[Passage Boundary: Start]
Biochar is a charcoal-like substance produced by the thermal decomposition of biomass. Long utilized as a soil amendment for its moisture retention properties and stable carbon content, biochar has recently gained substantial attention as a novel stormwater filter material. Numerous studies have demonstrated the utility of biochar to treat a broad array of contaminants; including nitrogen, phosphorus, heavy metals, pathogens, organic carbon, and organic contaminants. While the literature demonstrates a striking understanding and ability to control and tune these removal processes at the laboratory scale, application at the field scale has resulted in challenges and mixed success. What is getting lost in translation?
This seminar will provide an overview the utility of biochar as a media amendment for enhancing contaminant removal in stormwater filtration systems. Two case studies spanning from laboratory-scale testing to mesocosm- or demonstration-scale performance evaluation will presented, which resulted in mixed success. These case studies demonstrate that biochar selection is a critical component of the design process, and warrant additional work to specify biochar properties that can indicate performance according to application-specific requirements. The seminar will conclude with a summary of lessons learned and best-practice recommendations for future applications.
Bridget Ulrich leads a research program focused on environmental chemistry at the Natural Resources Research Institute (NRRI) in Duluth, MN. Dr. Ulrich is a Minnesota native and grew up on the Iron Range in Virginia, MN. Her educational background includes a bachelor’s degree in chemical engineering from the University of Minnesota Twin Cities, and a PhD in Environmental Engineering from the Colorado School of Mines. She joined NRRI in 2019 following postdoctoral work at the Swiss Federal Institute for Aquatic Science and Technology (Eawag) in Zurich, Switzerland. Her group specializes in combining interdisciplinary insights from environmental engineering, analytical chemistry, and materials science to evaluate contaminant fate and transport in natural and built aquatic systems.
[Passage Boundary: End]
[Excerpted records Boundary: Start]
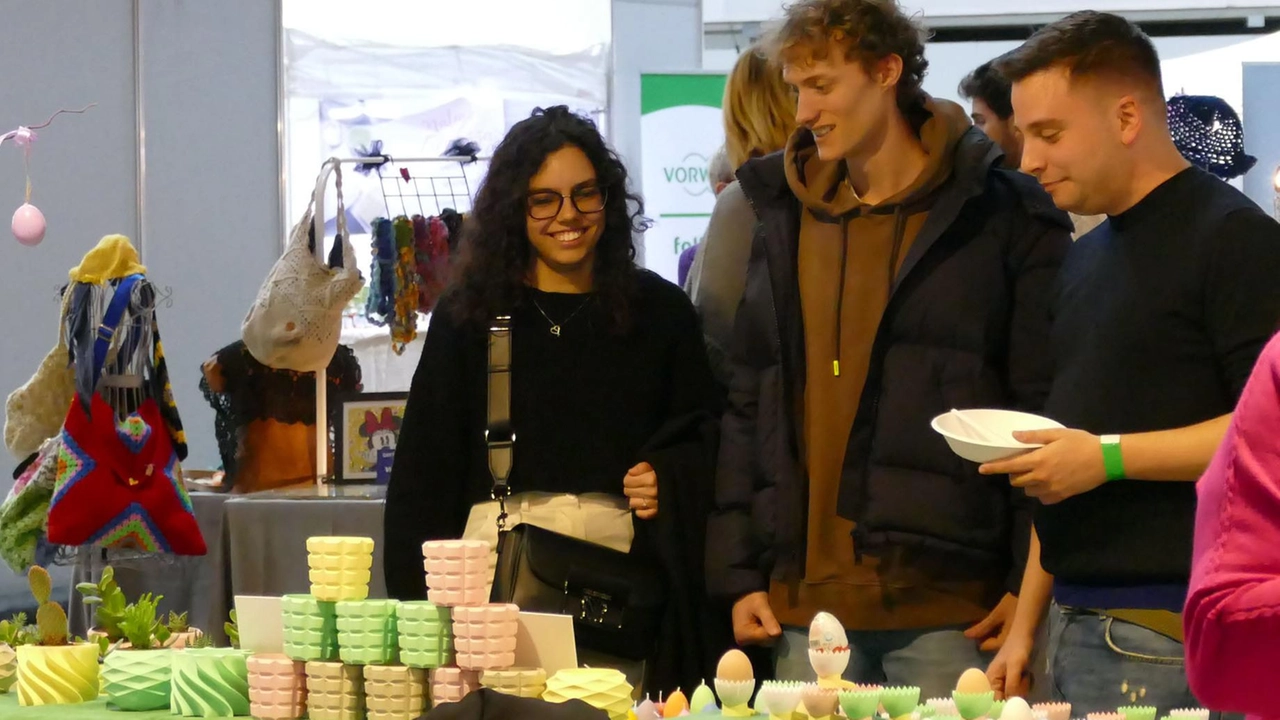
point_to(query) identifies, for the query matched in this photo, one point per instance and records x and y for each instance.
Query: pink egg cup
(484, 646)
(457, 598)
(451, 684)
(455, 550)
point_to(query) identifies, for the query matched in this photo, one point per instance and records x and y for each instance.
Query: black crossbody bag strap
(499, 434)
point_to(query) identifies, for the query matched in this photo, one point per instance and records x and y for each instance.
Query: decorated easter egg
(28, 224)
(702, 700)
(1016, 709)
(827, 634)
(676, 703)
(735, 666)
(973, 680)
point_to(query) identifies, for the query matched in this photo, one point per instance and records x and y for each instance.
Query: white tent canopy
(362, 69)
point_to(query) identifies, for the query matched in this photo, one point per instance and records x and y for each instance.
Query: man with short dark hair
(897, 270)
(1160, 314)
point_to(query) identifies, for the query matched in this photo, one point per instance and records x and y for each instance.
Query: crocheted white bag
(35, 411)
(297, 317)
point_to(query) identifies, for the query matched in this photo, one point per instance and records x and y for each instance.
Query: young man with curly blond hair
(897, 270)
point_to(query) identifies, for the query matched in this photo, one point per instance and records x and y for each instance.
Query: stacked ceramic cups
(394, 692)
(366, 632)
(310, 628)
(277, 687)
(457, 577)
(334, 692)
(425, 633)
(339, 568)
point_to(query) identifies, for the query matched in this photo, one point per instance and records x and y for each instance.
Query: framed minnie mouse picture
(365, 436)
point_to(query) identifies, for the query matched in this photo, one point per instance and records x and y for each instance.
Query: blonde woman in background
(759, 117)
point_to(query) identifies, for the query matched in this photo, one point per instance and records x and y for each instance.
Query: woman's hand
(641, 487)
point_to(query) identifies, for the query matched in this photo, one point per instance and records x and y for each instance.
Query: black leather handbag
(616, 600)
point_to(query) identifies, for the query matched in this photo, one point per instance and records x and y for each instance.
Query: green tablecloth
(96, 710)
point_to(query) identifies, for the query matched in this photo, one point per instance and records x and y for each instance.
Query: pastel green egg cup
(900, 702)
(859, 705)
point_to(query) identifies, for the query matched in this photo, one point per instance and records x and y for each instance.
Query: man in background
(992, 113)
(720, 173)
(1159, 317)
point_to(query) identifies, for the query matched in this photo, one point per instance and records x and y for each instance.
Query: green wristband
(1111, 458)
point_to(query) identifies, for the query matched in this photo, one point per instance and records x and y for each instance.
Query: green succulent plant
(108, 601)
(201, 641)
(178, 623)
(16, 632)
(50, 616)
(141, 627)
(232, 630)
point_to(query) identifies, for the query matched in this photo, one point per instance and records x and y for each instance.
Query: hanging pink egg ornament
(28, 224)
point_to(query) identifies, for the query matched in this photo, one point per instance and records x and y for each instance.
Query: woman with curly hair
(611, 395)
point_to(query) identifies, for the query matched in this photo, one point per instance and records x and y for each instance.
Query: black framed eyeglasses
(544, 204)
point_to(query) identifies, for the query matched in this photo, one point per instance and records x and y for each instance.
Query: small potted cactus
(210, 682)
(181, 633)
(138, 677)
(54, 671)
(106, 600)
(14, 633)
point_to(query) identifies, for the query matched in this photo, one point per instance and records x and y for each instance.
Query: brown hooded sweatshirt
(849, 255)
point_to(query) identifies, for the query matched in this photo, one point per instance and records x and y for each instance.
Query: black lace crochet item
(252, 391)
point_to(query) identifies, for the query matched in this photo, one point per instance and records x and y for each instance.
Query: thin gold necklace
(556, 327)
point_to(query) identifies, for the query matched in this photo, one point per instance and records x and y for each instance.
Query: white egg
(826, 633)
(1016, 709)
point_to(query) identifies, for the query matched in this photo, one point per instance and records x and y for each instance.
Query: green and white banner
(681, 127)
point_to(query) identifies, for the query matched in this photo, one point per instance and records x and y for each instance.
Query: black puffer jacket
(967, 326)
[Excerpted records Boundary: End]
• What needs to be done: Reproduce word for word the portion of the biochar seminar text that starts with "Biochar is a" and finishes with "lost in translation?".

• Response:
Biochar is a charcoal-like substance produced by the thermal decomposition of biomass. Long utilized as a soil amendment for its moisture retention properties and stable carbon content, biochar has recently gained substantial attention as a novel stormwater filter material. Numerous studies have demonstrated the utility of biochar to treat a broad array of contaminants; including nitrogen, phosphorus, heavy metals, pathogens, organic carbon, and organic contaminants. While the literature demonstrates a striking understanding and ability to control and tune these removal processes at the laboratory scale, application at the field scale has resulted in challenges and mixed success. What is getting lost in translation?